## GIVEN RECORDS

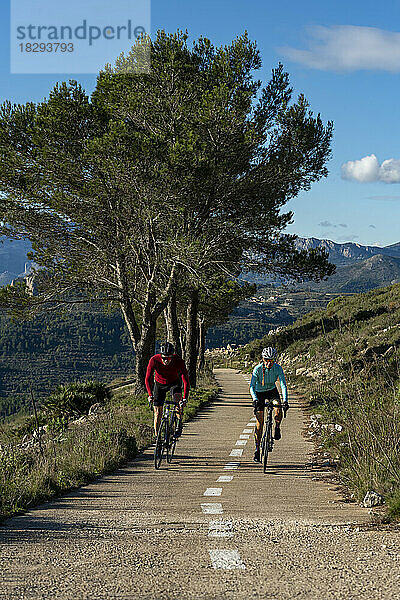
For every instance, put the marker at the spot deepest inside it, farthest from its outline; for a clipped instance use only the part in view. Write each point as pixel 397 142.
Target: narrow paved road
pixel 209 526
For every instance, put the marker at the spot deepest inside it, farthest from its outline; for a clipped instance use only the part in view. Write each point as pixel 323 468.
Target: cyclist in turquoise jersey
pixel 263 388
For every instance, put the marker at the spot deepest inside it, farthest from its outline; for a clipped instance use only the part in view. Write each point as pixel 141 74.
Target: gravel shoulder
pixel 144 534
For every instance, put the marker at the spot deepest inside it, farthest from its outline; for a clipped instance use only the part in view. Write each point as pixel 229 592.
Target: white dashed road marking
pixel 231 466
pixel 212 508
pixel 213 492
pixel 236 452
pixel 224 478
pixel 241 443
pixel 220 529
pixel 226 559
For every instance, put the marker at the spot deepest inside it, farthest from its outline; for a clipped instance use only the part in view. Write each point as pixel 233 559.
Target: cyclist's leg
pixel 176 391
pixel 259 427
pixel 278 414
pixel 159 393
pixel 258 407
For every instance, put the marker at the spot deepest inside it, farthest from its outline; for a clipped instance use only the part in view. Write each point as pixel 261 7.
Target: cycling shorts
pixel 263 396
pixel 160 391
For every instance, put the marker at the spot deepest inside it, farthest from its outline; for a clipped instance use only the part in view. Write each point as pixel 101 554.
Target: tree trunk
pixel 202 343
pixel 192 337
pixel 144 351
pixel 173 325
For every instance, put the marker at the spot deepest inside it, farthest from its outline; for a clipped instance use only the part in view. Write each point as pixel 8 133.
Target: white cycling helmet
pixel 269 353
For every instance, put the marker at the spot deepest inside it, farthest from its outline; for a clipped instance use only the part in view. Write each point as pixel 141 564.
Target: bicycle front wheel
pixel 267 440
pixel 160 444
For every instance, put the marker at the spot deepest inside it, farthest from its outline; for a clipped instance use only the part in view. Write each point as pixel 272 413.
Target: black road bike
pixel 166 440
pixel 267 441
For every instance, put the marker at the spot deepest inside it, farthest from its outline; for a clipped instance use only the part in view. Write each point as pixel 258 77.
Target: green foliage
pixel 178 175
pixel 346 360
pixel 74 399
pixel 52 349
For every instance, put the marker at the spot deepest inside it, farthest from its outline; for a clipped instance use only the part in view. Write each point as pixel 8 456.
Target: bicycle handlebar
pixel 283 405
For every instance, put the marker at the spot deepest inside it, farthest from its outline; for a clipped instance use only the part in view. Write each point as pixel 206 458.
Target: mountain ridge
pixel 341 254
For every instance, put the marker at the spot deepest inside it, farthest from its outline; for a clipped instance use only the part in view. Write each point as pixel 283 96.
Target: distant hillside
pixel 345 360
pixel 377 271
pixel 343 254
pixel 54 349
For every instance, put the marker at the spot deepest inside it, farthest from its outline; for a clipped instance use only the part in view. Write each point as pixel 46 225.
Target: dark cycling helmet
pixel 167 349
pixel 269 353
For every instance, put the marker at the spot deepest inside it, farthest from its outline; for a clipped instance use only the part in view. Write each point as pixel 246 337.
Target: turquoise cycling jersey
pixel 264 379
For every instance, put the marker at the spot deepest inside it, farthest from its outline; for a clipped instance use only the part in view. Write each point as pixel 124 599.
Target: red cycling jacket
pixel 166 374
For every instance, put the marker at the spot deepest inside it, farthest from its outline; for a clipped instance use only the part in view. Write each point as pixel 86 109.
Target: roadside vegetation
pixel 346 360
pixel 64 446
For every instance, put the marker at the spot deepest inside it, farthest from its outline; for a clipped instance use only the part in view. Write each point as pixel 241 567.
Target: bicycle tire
pixel 268 437
pixel 160 444
pixel 172 444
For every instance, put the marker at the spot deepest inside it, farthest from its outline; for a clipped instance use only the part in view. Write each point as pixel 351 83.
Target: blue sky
pixel 345 58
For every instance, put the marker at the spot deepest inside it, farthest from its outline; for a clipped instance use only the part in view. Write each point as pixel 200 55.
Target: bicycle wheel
pixel 172 439
pixel 267 437
pixel 160 444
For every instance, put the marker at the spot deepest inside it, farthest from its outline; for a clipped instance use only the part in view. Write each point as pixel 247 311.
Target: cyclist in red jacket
pixel 169 371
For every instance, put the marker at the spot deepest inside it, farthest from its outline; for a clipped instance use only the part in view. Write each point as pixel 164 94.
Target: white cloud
pixel 349 47
pixel 364 170
pixel 368 169
pixel 390 171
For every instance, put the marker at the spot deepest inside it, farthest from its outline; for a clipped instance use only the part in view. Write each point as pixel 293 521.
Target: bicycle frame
pixel 267 440
pixel 166 442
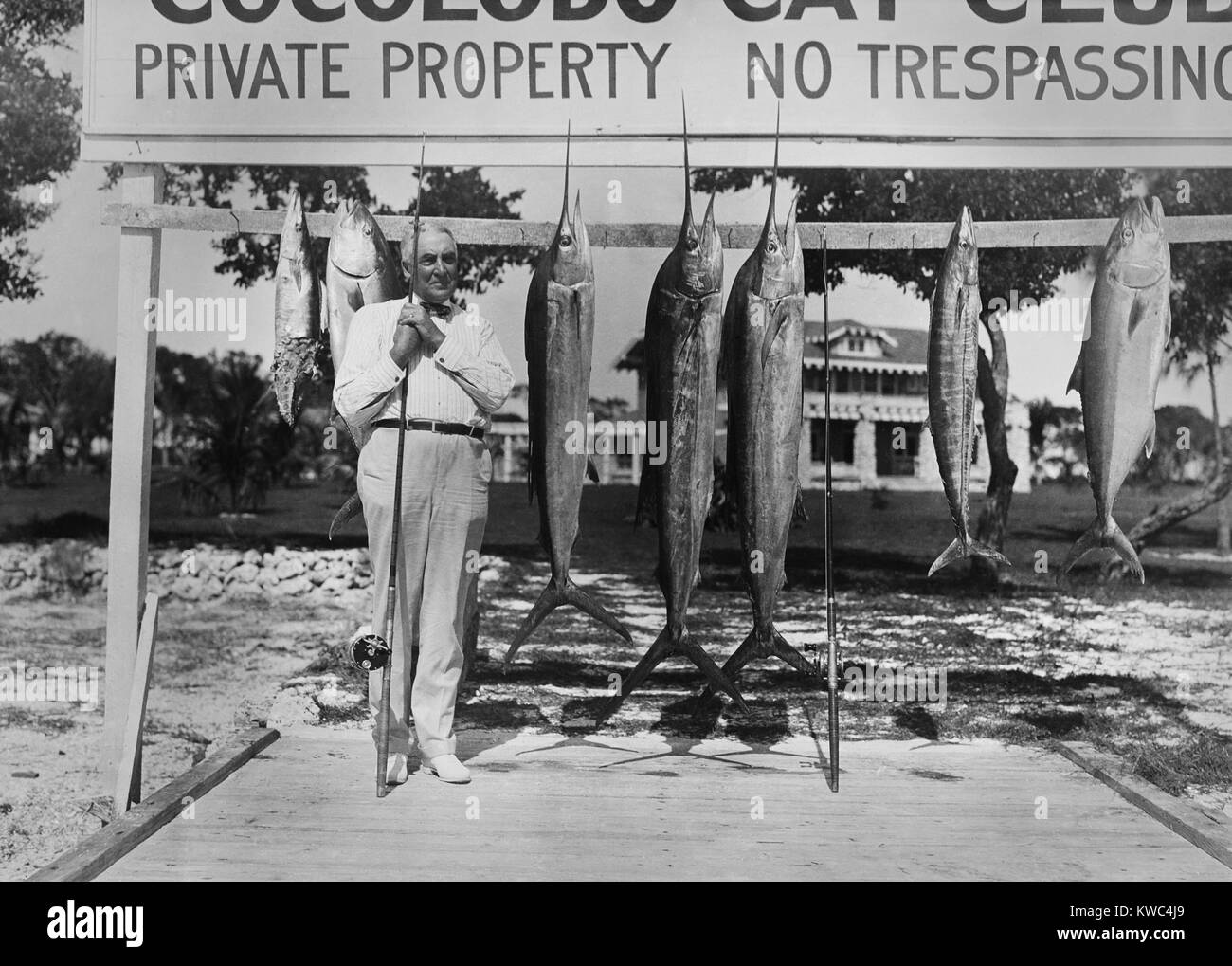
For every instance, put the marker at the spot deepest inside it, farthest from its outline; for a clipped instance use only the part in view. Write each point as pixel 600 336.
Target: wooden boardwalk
pixel 549 806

## REQUIRED WORK
Reproduce all of the data above word for word, from the first line to the last, leaving out the pictures.

## ANSWER TO THIS EXERCISE
For every instance, put the marker at the spot deepest inside it, farthest from its outline; for a clipped instance use only the part in view. Write each point as pixel 397 142.
Target: narrow paved road
pixel 209 526
For every instance, put the marker at the spot deepest inside it, farthest from its outline; for a clipped instance use only the part in view. Write each point as pixel 323 468.
Target: cyclist in turquoise jersey
pixel 263 388
For every instance, put the marker at the spot deepest inside it, farthest from its outline; for a clipped instance use only the part in view. Write each point as pixel 141 74.
Target: gravel shoulder
pixel 144 534
For every instance, put the marker at the spot deepest inside it, farthest from its outline; for a clipped instance use only the part in view. Write each point as pixel 229 592.
Target: white dashed road marking
pixel 231 466
pixel 212 508
pixel 213 492
pixel 236 452
pixel 224 478
pixel 241 443
pixel 220 529
pixel 226 559
For every instance, put the marker at the spot deepest inside it, farthest from its outline; for a clipped instance use only the part in view. Write each point as pixel 233 559.
Target: cyclist's leg
pixel 176 391
pixel 259 427
pixel 278 414
pixel 159 393
pixel 258 407
For every instance, put the marker at the spot deepest inside it, farthest from its outline; for a clipped instance use only the part in view. Write each point as pixel 261 7.
Target: cycling shorts
pixel 263 396
pixel 160 391
For every instance, put the marker at the spot deepest inside it, farthest from its outline; for a clipped instance use only the part in view. Write each point as pixel 101 554.
Target: tree trunk
pixel 202 343
pixel 192 337
pixel 144 351
pixel 173 325
For every instance, put the marker at the spot deepest inside it, farthest from its outline; for a clipped instance use only the part in view. Write each point as pixel 8 133.
Target: white cycling helmet
pixel 269 353
For every instance, put the marker at the spot deepest inside it, farthest from its outline; for a clipped instance use only the part in view. Write each point as pixel 141 564.
Target: bicycle front wheel
pixel 267 440
pixel 160 444
For every instance, put the marker at the spot deepest inside it, farthest from its outline; for a clipped instance use only the part in view. Write each point as pixel 272 413.
Target: black road bike
pixel 166 440
pixel 267 441
For every instance, put the marker at the spot deepest inside it, farthest from its outline; for a clipped instance use only the part in view. Write each point as pixel 258 77.
Target: green foliage
pixel 178 175
pixel 346 360
pixel 74 399
pixel 52 349
For every instance, put the marker at the spot deepest inside it, farthest from its outline; for a clipped instance use only the part in view. Write each point as pixel 8 456.
Target: bicycle handlebar
pixel 283 405
For every instance, put the marker at the spot deepest inside it, farthest from its outline; for a clipped instance use only the part in view. Write each point as pixel 206 458.
Target: mountain ridge
pixel 341 254
For every instance, put the marker at the spot deepest inside it, farthest from its outline; for a clipped instance use only the part in view. Write each point as pixel 283 96.
Target: distant hillside
pixel 345 360
pixel 377 271
pixel 343 254
pixel 54 349
For every instance, put the marker at the spot deepest inside it, farthest from its outline; for a clipped instance use only the part in view. Write each point as pixel 46 225.
Target: dark cycling helmet
pixel 167 349
pixel 269 353
For every instance, put the marker at the spot deepest inside it, farthest from its outline; for a clipped instance use only the part in view. Write each point as pixel 246 337.
Target: turquoise cycling jersey
pixel 264 379
For every instance, put the marker at the spot deepest inside it, farthest from its outline; for a clipped instance use only the part in view. Write each point as pixel 124 599.
Target: red cycling jacket
pixel 166 374
For every instance, put the marker at the spot deepest inside it, farthest from its outline; for a clipped instance use only the part in view. Write each point as pixel 86 109.
Target: roadside vegetation
pixel 346 360
pixel 64 446
For every instance, put the marker at the spot deepest inside it, farthest from its outline; for a clipped instance use only the part in view. Write each point as pixel 241 567.
Target: bicycle tire
pixel 268 437
pixel 160 444
pixel 172 444
For every instance, put the marker at the spot deepest inside it, farthest from its outline; for a clipped instance use only the part in view. Write each point as pixel 351 83.
Target: blue sky
pixel 345 58
For every instance, put the marker at the spot deepest inside it, farthest from its outline; for a clipped instance use only the part in view. Write each point as pixel 200 55.
Target: bicycle wheel
pixel 172 439
pixel 267 437
pixel 160 444
For every instance, put the marker at the spot deepest inside it, farthest from its outline; for a clipped instance use only the part in view. Write each point as pixel 247 311.
Target: cyclist in red jacket
pixel 169 371
For every instance, put the marker at the spot deepest inside it, farthest from its outline; for a clipped instance use only the part in view. Write each point as pixel 164 94.
Target: white cloud
pixel 349 47
pixel 364 170
pixel 368 169
pixel 390 171
For every instance, put the marker at the spot deepest inside it, farthest from its outline; for a clipped instance use only the part in view. Write each point as pixel 293 521.
Target: bicycle frame
pixel 267 440
pixel 166 442
For every instance, put the marker at the spot deepest inside it, farthest from its outline; for a clipped instance use only the part in view. Write each point as pixel 600 336.
Target: wooden boardwalk
pixel 549 806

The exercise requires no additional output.